# OPDRACHT
Kopieer uit het artikel over de poederbrief letterlijk het stuk van "Vanessa Vens voor" tot en met "zucht Vanessa Vens.".

# TEKSTFRAGMENT
_____
Vanessa Vens na tweede poederbrief: “Dit moet stoppen”

Vanessa Vens voor het kantoor van de Oostendse Haard. © Peter Maenhoudt
Gillian Lowyck

In de sociale huisvestigingsmaatschappij De Oostendse Haard aan de Nieuwpoortsesteenweg kwam op maandag 22 november een poederbrief aan. Al de tweede in tien maanden tijd. Directeur Vanessa Vens opende de brief en moest even naar het ziekenhuis. Het poeder bleek bloem te zijn. Het is nog gissen naar de afzender, maar de zaak wordt heel ernstig genomen. “De rekening zal gigantisch zijn”, zucht Vanessa Vens.

In de sociale huisvestigingsmaatschappij De Oostendse Haard aan de Nieuwpoortsesteenweg opende directeur Vanessa Vens een poederbrief. De tweede in minder dan een jaar tijd. “Zelfs al was het de tweede keer, het blijft toch serieus schrikken”, vertelt Vanessa Vens. De directeur moest even naar het ziekenhuis, maar kon snel weer aan het werk. “Je doet die brief open, dat valt daaruit… Je verwacht dat gewoon niet.”

“Maar kijk, het was al de tweede keer, dus we wisten al aan wat we ons konden verwachten. We hebben meteen de politie gebeld. We wisten ook dat er niemand nog binnen of buiten mocht gaan. Alle personeelsleden moesten in het gebouw blijven. En natuurlijk was onze werking voor die dag helemaal naar de knoppen. Zelf moest ik mijn handen de hele tijd voor me uitgestrekt houden. Ik mocht niets aanraken, ook mijn gezicht niet. Ik moest stilzitten, mocht niets drinken.”

Marsmannetjes

“Daarna arriveerde de brandweer”, gaat Vens verder. “Die droegen van die speciale pakken, marsmannetjes in feite. Maar dan moest ook de Civiele Bescherming komen, omdat zij bevoegd zijn voor dergelijke problemen. Je moet weten dat er vroeger een afdeling was in Jabbeke, maar minister Jambon (N-VA) heeft die gesloten. Er zijn nog twee plekken, in Brasschaat en ergens in Wallonië. Gevolg: meer dan twee uur aanrijtijd. In al die tijd werd de politie en brandweer vastgehouden voor deze situatie.”
_____
# AANGELEVERDE RECORDS

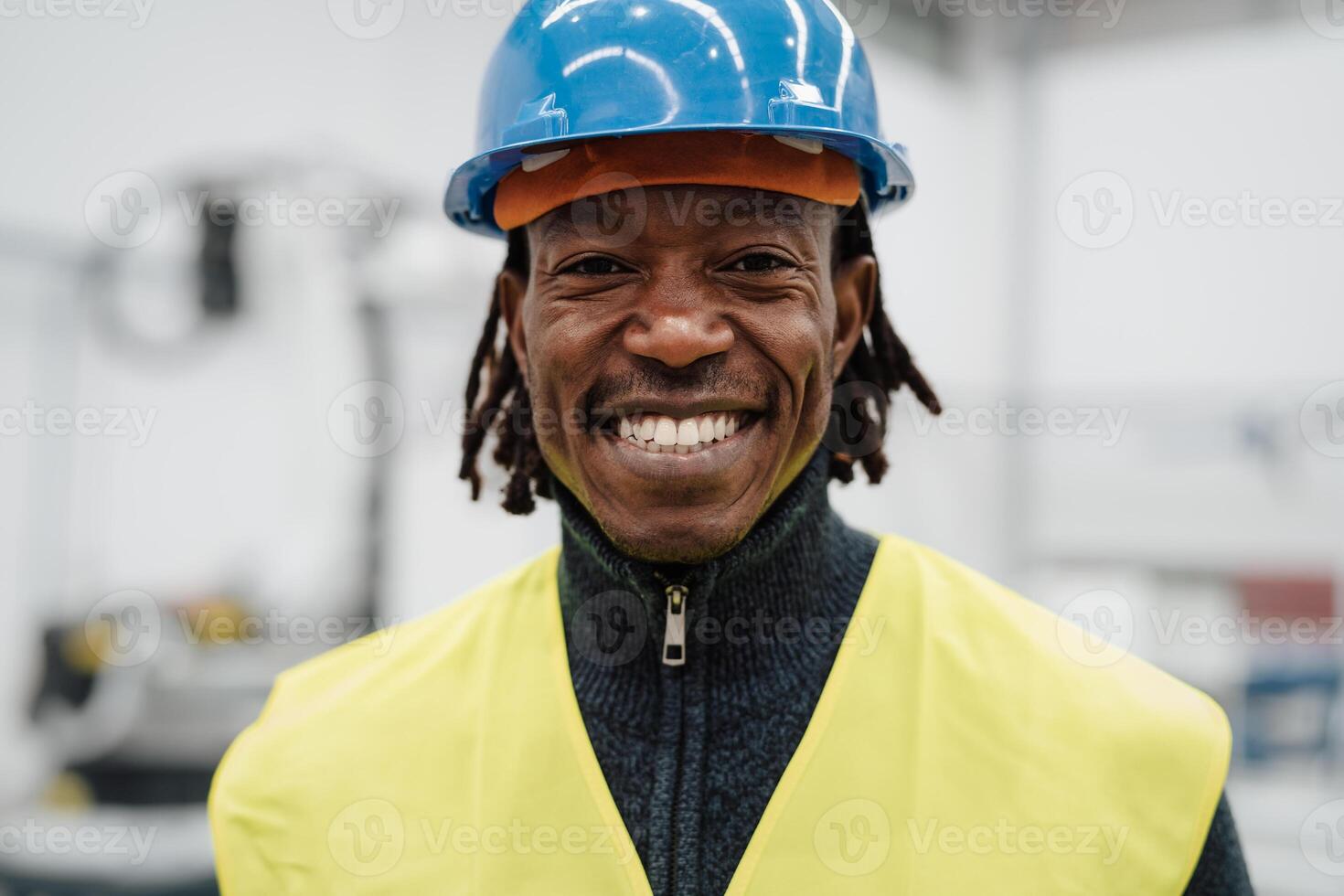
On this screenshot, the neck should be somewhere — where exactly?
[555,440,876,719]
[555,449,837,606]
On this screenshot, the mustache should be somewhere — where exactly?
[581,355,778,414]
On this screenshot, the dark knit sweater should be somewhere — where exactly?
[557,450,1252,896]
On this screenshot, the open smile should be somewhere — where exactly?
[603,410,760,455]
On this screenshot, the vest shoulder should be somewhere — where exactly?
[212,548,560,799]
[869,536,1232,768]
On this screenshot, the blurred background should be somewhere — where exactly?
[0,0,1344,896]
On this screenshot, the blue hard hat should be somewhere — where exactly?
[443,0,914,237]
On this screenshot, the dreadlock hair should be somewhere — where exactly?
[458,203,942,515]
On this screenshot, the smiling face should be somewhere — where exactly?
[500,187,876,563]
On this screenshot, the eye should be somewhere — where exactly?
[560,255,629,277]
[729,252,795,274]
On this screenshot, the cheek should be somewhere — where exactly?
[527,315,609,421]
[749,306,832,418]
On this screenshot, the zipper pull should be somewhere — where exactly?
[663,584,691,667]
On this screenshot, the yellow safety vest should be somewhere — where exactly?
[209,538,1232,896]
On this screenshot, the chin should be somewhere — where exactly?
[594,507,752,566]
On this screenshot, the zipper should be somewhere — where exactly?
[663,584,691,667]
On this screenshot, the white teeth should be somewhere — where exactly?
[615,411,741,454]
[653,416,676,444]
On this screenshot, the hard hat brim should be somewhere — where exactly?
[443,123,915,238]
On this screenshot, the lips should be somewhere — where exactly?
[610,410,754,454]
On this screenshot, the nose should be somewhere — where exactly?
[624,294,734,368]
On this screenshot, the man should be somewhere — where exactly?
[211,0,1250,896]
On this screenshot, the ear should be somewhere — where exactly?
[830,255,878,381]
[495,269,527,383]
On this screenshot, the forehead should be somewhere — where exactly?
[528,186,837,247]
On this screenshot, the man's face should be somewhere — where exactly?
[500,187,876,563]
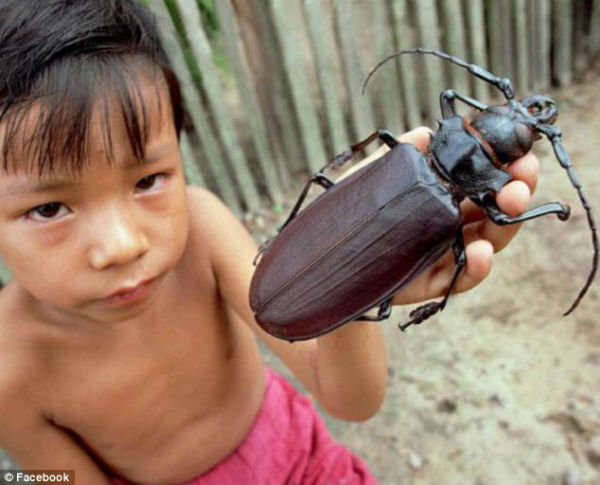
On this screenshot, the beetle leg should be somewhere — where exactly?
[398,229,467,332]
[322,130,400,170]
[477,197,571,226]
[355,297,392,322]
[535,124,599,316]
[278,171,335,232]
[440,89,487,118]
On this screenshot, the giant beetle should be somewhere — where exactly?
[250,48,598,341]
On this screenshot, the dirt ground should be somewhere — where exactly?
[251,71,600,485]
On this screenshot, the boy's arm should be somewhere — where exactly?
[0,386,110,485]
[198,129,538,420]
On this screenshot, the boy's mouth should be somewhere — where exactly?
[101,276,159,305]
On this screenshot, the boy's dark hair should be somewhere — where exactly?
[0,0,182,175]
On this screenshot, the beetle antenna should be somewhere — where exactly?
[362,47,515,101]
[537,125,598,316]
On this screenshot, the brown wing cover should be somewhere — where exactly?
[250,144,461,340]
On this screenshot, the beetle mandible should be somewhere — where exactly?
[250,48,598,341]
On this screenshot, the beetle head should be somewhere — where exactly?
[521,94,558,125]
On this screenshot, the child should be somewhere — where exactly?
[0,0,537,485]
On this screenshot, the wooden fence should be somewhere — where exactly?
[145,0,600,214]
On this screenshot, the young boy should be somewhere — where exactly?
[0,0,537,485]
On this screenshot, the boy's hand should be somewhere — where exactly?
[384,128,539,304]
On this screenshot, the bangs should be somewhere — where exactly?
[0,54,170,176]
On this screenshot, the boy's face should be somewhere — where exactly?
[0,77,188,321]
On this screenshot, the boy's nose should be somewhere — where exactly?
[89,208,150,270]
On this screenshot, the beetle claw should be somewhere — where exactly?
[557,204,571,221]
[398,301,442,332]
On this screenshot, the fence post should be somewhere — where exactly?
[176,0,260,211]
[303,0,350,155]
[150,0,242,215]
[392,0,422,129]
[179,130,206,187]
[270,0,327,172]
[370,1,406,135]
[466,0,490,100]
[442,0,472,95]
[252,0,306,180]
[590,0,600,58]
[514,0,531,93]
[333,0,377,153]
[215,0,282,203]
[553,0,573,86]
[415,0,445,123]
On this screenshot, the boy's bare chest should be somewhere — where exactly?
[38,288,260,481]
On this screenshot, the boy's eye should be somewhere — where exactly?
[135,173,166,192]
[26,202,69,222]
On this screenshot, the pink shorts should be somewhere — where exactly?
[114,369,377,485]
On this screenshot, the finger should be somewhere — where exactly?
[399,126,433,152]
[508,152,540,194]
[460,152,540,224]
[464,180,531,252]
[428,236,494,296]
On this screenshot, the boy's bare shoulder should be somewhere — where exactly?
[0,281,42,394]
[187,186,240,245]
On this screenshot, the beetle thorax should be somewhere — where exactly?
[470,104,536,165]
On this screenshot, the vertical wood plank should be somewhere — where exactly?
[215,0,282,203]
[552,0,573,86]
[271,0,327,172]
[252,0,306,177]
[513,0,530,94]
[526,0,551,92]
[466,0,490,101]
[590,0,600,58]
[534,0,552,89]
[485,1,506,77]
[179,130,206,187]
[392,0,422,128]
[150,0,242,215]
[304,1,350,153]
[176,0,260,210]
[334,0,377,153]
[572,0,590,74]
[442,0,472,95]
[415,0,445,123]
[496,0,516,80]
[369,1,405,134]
_____
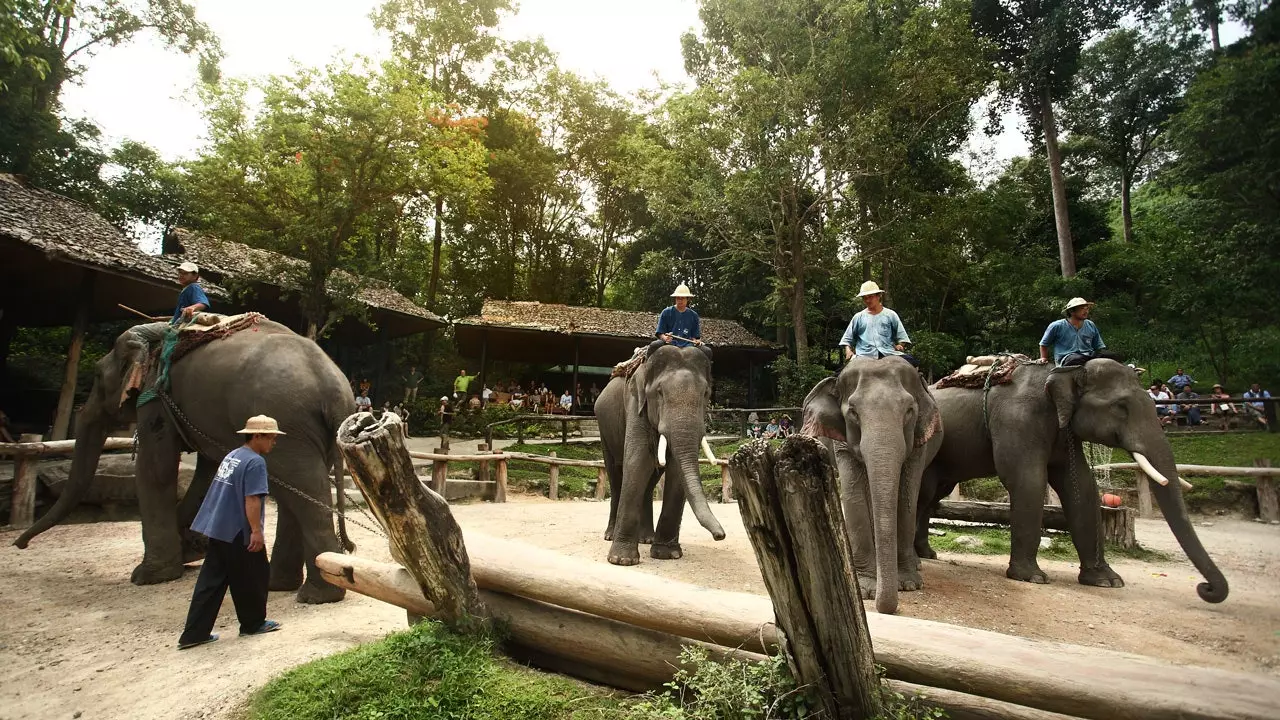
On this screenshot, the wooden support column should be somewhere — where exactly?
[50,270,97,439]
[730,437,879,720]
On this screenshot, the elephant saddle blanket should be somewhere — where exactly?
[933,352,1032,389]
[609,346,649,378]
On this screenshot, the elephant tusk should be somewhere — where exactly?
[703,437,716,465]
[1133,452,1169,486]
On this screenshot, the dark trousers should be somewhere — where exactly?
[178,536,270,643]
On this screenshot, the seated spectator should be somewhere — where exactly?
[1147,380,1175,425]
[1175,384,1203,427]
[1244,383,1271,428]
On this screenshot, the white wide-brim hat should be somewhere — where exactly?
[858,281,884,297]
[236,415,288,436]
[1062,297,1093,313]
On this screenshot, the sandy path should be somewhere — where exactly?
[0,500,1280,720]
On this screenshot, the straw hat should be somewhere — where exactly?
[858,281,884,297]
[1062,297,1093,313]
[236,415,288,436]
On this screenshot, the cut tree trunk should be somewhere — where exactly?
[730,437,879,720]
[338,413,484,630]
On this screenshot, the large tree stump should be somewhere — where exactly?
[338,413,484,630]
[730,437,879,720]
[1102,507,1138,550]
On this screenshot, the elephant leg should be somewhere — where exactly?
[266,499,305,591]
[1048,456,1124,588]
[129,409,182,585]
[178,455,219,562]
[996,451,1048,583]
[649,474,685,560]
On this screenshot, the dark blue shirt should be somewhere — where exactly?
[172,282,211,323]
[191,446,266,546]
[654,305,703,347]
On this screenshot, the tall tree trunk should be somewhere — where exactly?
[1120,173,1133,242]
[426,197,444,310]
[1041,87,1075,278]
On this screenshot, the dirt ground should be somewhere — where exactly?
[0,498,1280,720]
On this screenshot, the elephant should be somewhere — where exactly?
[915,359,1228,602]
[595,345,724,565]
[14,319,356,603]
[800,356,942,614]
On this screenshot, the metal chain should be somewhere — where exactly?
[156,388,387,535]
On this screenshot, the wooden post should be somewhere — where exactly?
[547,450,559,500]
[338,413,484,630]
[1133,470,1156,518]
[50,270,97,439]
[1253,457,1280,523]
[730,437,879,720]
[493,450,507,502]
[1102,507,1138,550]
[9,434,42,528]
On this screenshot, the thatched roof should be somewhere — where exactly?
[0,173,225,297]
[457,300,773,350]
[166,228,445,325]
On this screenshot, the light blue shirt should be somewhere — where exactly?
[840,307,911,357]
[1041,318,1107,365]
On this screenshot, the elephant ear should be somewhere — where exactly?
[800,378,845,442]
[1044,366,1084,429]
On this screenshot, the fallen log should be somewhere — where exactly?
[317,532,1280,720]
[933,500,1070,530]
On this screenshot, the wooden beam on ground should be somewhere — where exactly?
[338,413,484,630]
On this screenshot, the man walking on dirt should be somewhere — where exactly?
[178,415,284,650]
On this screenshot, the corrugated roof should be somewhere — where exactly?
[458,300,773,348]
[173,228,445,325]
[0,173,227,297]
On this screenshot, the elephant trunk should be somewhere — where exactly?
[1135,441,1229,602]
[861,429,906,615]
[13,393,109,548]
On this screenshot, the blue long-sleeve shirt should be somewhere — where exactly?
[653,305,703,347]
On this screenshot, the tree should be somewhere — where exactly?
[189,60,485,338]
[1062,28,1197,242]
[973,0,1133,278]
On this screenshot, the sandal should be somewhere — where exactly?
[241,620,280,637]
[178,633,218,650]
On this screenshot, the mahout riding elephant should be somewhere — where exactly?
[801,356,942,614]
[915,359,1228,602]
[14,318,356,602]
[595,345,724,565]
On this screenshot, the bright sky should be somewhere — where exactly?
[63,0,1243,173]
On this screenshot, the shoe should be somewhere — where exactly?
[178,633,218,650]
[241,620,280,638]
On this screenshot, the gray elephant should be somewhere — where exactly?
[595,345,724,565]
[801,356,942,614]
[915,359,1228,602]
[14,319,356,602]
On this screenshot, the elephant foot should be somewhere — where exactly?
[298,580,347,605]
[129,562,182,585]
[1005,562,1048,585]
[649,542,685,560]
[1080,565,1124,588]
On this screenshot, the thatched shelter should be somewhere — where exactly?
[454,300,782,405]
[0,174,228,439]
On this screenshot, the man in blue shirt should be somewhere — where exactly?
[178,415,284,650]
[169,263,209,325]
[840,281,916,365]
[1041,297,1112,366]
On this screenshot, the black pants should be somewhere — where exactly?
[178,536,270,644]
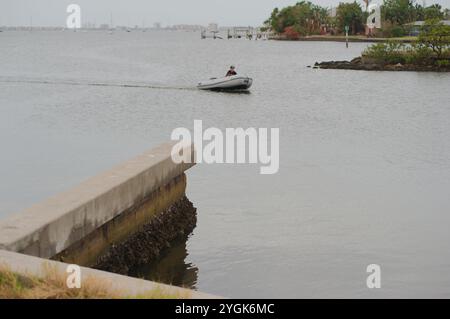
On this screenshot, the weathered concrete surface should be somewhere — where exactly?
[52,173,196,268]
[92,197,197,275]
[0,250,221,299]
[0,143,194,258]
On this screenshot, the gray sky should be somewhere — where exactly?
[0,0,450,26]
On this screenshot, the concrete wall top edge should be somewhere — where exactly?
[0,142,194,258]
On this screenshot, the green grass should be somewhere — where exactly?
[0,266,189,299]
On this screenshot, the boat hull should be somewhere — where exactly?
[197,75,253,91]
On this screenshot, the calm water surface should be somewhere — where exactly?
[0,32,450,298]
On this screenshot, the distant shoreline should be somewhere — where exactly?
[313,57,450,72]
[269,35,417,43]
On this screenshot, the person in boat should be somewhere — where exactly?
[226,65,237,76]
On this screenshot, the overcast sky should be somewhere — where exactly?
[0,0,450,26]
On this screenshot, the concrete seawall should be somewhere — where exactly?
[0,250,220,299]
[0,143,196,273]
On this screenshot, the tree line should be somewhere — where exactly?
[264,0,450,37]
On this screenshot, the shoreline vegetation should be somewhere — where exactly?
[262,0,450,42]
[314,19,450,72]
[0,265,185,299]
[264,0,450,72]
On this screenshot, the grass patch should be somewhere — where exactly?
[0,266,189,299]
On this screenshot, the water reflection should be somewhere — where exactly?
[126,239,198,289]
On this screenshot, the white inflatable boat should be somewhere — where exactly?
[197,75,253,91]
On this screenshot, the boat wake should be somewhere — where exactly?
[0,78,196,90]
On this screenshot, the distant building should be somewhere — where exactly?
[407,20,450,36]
_____
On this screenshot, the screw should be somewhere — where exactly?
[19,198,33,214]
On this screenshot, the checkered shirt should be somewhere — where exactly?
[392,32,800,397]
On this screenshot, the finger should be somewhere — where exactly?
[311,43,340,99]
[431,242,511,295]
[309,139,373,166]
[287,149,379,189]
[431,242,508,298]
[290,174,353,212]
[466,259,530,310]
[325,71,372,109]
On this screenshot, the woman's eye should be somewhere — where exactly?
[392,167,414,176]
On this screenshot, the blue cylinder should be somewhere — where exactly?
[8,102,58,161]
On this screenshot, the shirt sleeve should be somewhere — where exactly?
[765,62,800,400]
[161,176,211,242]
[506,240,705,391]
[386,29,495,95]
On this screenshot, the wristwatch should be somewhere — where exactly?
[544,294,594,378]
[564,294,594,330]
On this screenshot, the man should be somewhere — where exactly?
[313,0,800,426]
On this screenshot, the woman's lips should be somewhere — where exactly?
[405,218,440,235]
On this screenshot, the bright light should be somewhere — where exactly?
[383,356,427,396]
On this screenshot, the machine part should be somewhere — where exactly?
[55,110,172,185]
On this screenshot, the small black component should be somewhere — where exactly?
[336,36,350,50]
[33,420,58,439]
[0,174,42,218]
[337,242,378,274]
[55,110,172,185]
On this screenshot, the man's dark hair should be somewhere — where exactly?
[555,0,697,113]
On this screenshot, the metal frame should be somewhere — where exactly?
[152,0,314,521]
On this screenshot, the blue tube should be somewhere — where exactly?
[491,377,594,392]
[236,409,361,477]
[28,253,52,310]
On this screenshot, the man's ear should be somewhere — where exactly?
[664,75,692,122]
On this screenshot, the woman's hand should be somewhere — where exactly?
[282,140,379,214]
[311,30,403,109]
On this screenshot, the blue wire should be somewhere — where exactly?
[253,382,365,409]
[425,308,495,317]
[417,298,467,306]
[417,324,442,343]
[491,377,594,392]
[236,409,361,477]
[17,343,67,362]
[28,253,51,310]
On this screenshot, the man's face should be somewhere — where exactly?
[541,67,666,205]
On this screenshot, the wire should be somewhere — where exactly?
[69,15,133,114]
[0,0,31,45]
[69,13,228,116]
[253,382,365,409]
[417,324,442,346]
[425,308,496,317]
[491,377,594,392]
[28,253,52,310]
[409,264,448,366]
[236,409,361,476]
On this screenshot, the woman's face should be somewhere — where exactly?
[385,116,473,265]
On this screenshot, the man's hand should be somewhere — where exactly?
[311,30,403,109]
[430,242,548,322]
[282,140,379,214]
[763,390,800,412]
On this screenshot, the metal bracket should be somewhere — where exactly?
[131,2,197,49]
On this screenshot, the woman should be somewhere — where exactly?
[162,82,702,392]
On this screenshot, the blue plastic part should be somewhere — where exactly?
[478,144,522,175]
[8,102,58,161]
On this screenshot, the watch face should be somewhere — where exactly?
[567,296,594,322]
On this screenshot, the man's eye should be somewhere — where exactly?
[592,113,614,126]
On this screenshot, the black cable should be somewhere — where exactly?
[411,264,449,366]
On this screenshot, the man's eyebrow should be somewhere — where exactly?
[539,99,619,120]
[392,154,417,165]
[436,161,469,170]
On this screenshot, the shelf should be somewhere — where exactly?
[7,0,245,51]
_____
# JOUW ANTWOORD
Vanessa Vens voor het kantoor van de Oostendse Haard. © Peter Maenhoudt
Gillian Lowyck

In de sociale huisvestigingsmaatschappij De Oostendse Haard aan de Nieuwpoortsesteenweg kwam op maandag 22 november een poederbrief aan. Al de tweede in tien maanden tijd. Directeur Vanessa Vens opende de brief en moest even naar het ziekenhuis. Het poeder bleek bloem te zijn. Het is nog gissen naar de afzender, maar de zaak wordt heel ernstig genomen. “De rekening zal gigantisch zijn”, zucht Vanessa Vens.